INPUT RECORDS
------------------------------------------------------------------------
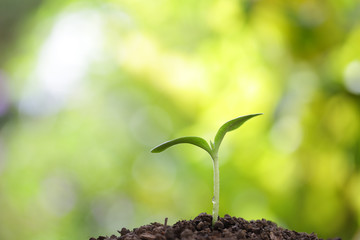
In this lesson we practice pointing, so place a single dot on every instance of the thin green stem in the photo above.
(215, 200)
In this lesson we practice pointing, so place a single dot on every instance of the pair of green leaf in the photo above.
(200, 142)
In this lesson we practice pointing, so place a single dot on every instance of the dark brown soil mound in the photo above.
(230, 228)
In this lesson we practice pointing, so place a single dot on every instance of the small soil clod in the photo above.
(229, 228)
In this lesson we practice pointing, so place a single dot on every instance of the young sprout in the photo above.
(212, 149)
------------------------------------------------------------------------
TASK DIRECTIONS
Word for word, repeat the data above with the pictures left out.

ANSWER TO THIS TASK
In this lesson we practice pointing, so place a single dot on every instance of the thin green stem in the photo above.
(215, 200)
In this lesson we practice pointing, so place a single dot on every instance of the pair of green leaf in the photo above.
(200, 142)
In this lesson we practice pointing, so place a single dot on every instance of the dark brown soil mound in the photo above.
(230, 228)
In this lesson we practice pointing, so place a single dot on every instance of the small soil clod in the photo above.
(229, 228)
In this lesson we practice pointing, so place a single dot on every instance of the young sprout in the photo above.
(212, 149)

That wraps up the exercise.